#### [Directions]
Shift every coordinate in the answers by adding 106 to each number, and write out all lines of the records below again, requests included.

#### [Records supplied]
────────────────────

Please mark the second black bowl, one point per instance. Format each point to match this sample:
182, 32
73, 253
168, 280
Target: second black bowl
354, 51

────────────────────

#### [Answer to the task]
Please mark the second black bowl, one point per instance. Format each point to match this sample:
182, 32
73, 253
168, 280
Target: second black bowl
460, 157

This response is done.